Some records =
-=-=-

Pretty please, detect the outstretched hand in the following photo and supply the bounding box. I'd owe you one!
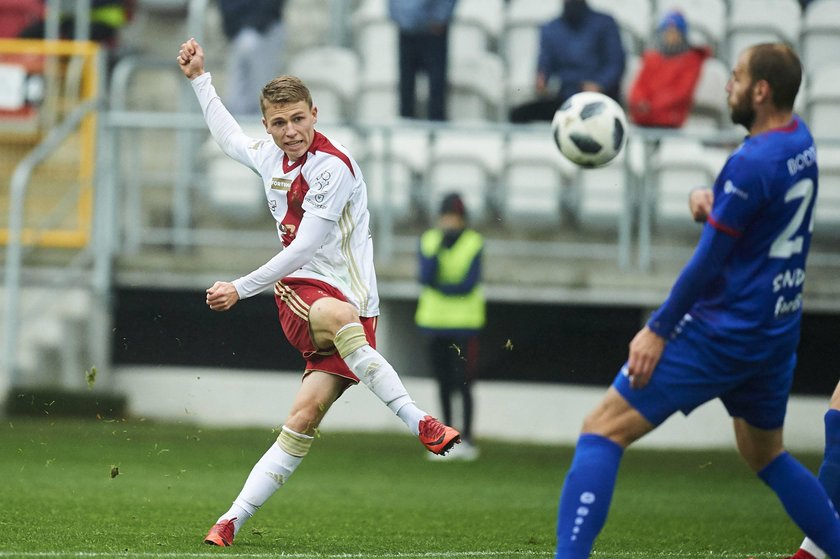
[688,188,714,223]
[627,326,665,388]
[175,38,204,79]
[207,281,239,311]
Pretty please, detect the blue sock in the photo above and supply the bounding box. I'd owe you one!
[556,434,624,559]
[819,409,840,509]
[758,452,840,557]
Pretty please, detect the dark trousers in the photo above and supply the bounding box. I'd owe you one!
[429,336,478,441]
[399,30,449,120]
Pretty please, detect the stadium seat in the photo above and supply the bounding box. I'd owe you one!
[814,144,840,235]
[799,0,840,79]
[654,0,727,56]
[447,51,505,121]
[353,19,399,82]
[499,128,575,230]
[423,127,504,224]
[289,46,361,123]
[651,137,726,230]
[727,0,802,66]
[359,128,429,222]
[589,0,654,54]
[569,135,645,231]
[807,63,840,141]
[354,19,399,124]
[683,58,729,130]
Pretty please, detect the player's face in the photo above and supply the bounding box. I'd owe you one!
[726,52,755,130]
[263,101,318,161]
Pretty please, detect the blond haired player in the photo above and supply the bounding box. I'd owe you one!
[177,39,460,546]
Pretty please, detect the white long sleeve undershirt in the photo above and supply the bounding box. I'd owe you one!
[233,212,335,299]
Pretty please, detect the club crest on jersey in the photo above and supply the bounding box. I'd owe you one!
[312,171,332,190]
[271,177,292,192]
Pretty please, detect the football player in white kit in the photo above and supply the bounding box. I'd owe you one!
[177,39,460,546]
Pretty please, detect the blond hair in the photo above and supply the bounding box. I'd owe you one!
[260,76,312,114]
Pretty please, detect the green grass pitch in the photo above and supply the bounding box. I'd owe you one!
[0,417,820,559]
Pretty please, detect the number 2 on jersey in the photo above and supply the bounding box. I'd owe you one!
[770,179,814,258]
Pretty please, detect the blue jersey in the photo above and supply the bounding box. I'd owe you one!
[649,117,817,360]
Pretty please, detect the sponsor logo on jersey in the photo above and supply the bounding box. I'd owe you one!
[787,146,817,176]
[271,177,292,192]
[723,181,750,200]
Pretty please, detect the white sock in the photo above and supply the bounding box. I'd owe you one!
[344,344,426,435]
[799,538,825,559]
[219,443,303,535]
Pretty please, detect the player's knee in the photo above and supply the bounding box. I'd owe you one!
[285,402,328,435]
[309,298,359,337]
[277,425,313,458]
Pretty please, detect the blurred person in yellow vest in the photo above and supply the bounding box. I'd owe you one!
[415,193,486,460]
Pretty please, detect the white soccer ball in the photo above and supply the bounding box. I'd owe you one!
[551,91,627,168]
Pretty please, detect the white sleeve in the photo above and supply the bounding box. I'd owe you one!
[233,212,335,299]
[190,72,259,173]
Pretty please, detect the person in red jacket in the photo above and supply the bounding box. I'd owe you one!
[627,11,711,128]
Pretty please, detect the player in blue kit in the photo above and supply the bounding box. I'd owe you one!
[556,44,840,559]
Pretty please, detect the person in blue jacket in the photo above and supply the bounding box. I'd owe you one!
[510,0,627,122]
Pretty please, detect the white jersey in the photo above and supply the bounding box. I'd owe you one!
[191,73,379,316]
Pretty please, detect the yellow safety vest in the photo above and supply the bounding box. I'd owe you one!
[414,229,485,330]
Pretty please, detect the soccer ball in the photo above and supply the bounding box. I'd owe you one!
[551,91,627,168]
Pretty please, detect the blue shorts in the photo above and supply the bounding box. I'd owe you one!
[613,320,796,430]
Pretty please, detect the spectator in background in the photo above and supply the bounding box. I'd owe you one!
[627,11,711,128]
[388,0,455,120]
[20,0,129,47]
[0,0,44,39]
[219,0,284,115]
[415,194,485,460]
[510,0,626,122]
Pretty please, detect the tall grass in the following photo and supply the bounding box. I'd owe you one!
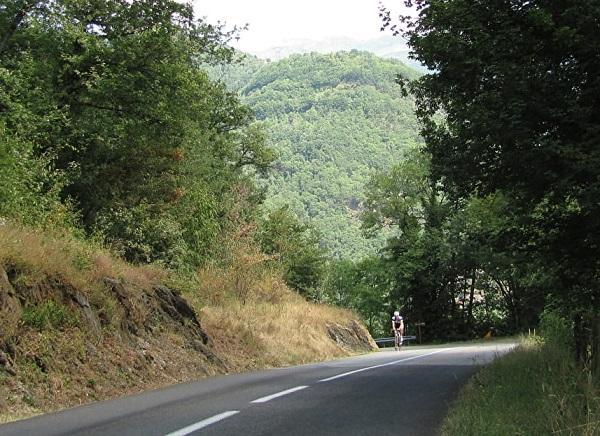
[442,314,600,436]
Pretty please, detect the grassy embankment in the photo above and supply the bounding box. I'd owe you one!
[0,223,369,422]
[442,323,600,436]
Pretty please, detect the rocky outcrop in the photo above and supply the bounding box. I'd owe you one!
[0,266,227,374]
[327,320,377,351]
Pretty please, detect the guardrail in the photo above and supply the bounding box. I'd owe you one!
[374,336,417,348]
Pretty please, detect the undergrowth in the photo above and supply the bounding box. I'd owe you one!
[442,313,600,436]
[0,222,369,422]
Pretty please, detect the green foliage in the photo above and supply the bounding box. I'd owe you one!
[322,257,396,337]
[442,338,600,436]
[21,300,78,330]
[0,0,273,267]
[394,0,600,314]
[257,206,326,297]
[211,51,420,259]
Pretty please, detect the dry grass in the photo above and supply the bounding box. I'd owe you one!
[0,223,376,422]
[0,222,167,291]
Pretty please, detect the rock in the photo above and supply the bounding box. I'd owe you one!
[0,351,17,375]
[327,321,377,351]
[0,265,21,345]
[62,286,102,338]
[154,286,209,345]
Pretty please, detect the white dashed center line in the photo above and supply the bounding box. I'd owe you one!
[167,410,240,436]
[319,348,448,383]
[251,386,308,403]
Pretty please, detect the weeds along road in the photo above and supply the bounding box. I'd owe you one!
[0,343,514,436]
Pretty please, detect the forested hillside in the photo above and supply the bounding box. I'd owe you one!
[0,0,374,421]
[213,51,419,259]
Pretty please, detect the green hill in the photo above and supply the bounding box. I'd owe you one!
[213,51,420,258]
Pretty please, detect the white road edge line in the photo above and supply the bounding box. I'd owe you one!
[166,410,240,436]
[319,348,450,383]
[250,386,308,403]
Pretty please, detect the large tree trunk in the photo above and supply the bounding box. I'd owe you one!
[590,313,600,377]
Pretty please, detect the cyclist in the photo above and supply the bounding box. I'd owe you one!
[392,310,404,351]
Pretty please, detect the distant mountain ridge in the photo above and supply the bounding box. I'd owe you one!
[253,35,427,72]
[211,50,421,259]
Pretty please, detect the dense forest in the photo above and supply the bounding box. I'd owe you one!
[0,0,600,372]
[212,51,420,260]
[0,0,272,268]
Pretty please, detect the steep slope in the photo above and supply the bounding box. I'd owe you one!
[0,222,375,422]
[214,51,420,259]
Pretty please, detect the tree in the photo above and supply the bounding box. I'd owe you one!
[382,0,600,361]
[0,0,272,266]
[257,206,326,296]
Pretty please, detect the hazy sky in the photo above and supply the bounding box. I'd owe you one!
[193,0,401,53]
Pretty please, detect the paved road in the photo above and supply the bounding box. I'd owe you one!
[0,344,512,436]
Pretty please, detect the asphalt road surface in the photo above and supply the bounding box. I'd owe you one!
[0,343,513,436]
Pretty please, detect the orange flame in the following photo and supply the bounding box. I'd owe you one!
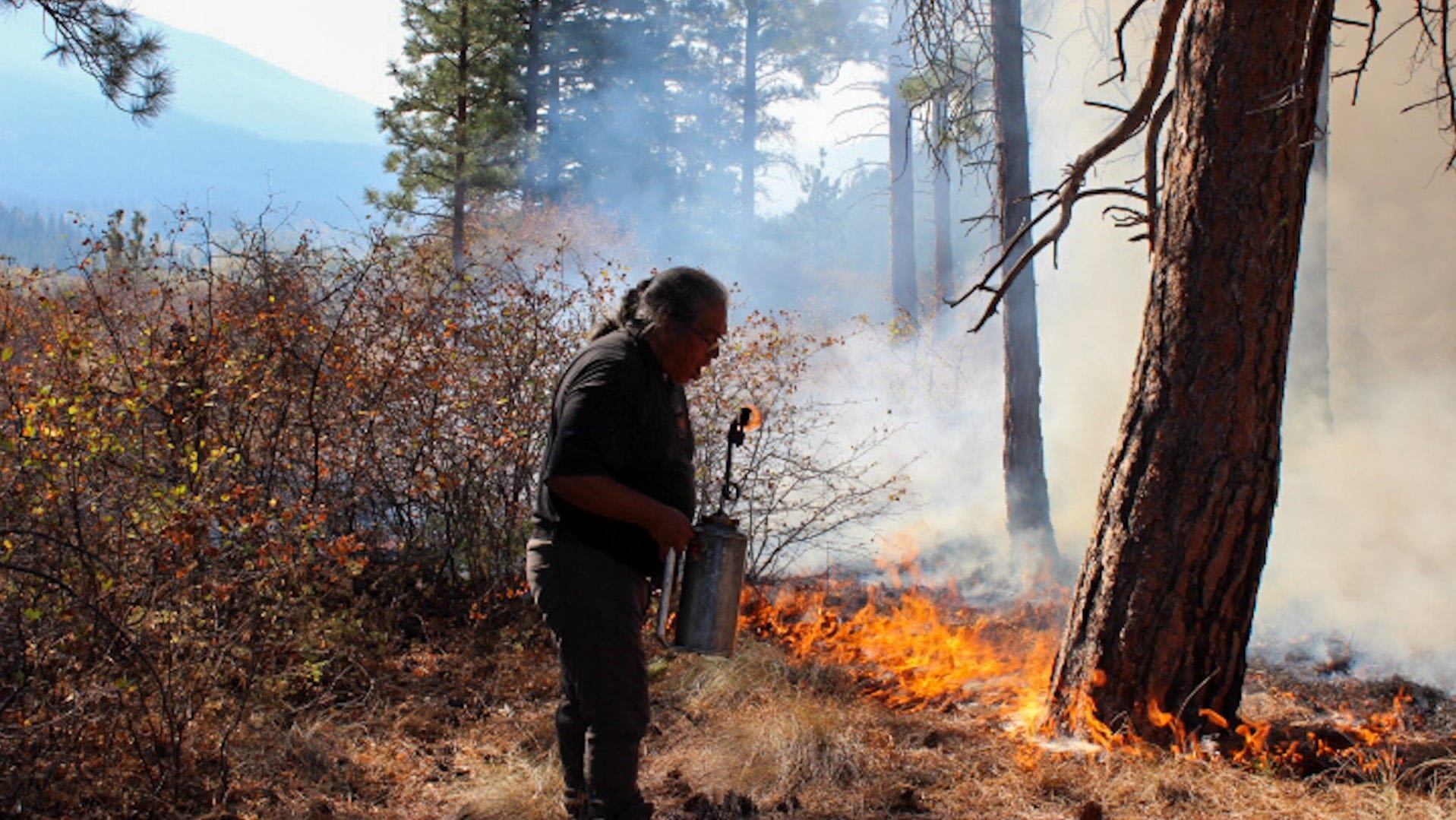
[743,405,763,432]
[743,587,1056,725]
[740,571,1412,774]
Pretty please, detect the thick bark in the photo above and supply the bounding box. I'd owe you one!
[1051,0,1332,740]
[886,3,921,326]
[991,0,1057,583]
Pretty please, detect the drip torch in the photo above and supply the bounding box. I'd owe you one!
[657,407,762,657]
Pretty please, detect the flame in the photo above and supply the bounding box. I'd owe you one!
[741,585,1056,725]
[740,571,1412,774]
[743,405,763,432]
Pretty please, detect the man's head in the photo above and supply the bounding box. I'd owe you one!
[637,267,728,385]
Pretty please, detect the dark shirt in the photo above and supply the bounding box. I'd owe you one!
[535,329,696,577]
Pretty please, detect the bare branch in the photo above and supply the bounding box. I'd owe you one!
[946,0,1186,332]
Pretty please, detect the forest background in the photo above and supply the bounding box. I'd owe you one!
[5,0,1456,801]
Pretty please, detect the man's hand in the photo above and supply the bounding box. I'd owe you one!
[549,475,696,559]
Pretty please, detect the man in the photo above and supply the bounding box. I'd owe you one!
[526,268,728,820]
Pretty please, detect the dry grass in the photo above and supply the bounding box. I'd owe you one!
[150,609,1456,820]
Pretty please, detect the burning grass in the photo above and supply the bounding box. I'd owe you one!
[28,579,1456,820]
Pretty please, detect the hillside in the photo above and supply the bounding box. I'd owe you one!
[0,8,389,243]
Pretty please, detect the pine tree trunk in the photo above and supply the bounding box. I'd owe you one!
[1051,0,1334,740]
[991,0,1057,584]
[930,96,955,305]
[886,3,921,328]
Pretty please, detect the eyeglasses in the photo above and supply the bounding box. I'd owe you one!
[693,328,724,350]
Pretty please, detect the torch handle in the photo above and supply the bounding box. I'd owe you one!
[657,549,677,648]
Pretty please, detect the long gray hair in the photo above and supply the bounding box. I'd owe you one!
[591,265,728,340]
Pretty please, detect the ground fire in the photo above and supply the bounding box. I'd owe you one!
[740,556,1450,777]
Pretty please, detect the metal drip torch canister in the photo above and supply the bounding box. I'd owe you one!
[657,407,760,657]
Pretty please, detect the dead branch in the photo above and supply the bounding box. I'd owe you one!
[946,0,1186,334]
[1143,89,1178,248]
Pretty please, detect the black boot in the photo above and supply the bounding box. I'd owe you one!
[591,796,652,820]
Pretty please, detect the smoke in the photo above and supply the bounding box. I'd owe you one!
[751,0,1456,689]
[547,3,1456,689]
[1028,3,1456,689]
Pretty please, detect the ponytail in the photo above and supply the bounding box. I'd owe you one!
[591,267,728,340]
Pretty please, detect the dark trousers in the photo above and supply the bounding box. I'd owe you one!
[526,533,649,817]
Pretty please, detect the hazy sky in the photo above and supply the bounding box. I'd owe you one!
[130,0,405,105]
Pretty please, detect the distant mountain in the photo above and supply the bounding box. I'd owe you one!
[0,6,392,233]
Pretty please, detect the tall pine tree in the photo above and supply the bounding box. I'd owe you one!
[370,0,527,271]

-=-=-

DO THIS = Repeat everything in the listing from the line containing "Pretty please, detect the white road" down to the line containing "[211,50,421,259]", both of those lines included.

OUTPUT FOR THIS TASK =
Pretty please, detect the white road edge line in the photo above and supply the bounding box. I'd owe you one!
[166,410,240,436]
[319,348,450,383]
[250,386,308,403]
Pretty please, detect the large tree trunk in the photo above and supply the bounding box. I'd owe you one!
[590,313,600,377]
Pretty please, detect the cyclist in the photo above and supply the bounding box. I'd owe you one!
[392,310,404,351]
Pretty please, detect the distant mountain ridge in the photo above and supply the bounding box. I'd owe you one!
[253,35,427,72]
[211,50,421,259]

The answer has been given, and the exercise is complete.